* [Exercise brief]:
Render the material below as a two-column CSV headed request and answer, with one row per request. Put each request text and its answer in a single quoted field, replacing line breaks with spaces.

* start Records *

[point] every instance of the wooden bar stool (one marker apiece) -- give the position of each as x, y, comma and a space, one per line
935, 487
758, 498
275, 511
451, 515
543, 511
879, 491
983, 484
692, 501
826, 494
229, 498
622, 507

* end Records *

* [Solution below]:
request,answer
"[point] every instance of the wooden bar stool (one marker apiece) -- give the position of each as x, y, comma and a space, one per line","935, 487 758, 498 275, 511 451, 515 543, 511 879, 491 983, 484 692, 501 826, 494 229, 498 622, 507"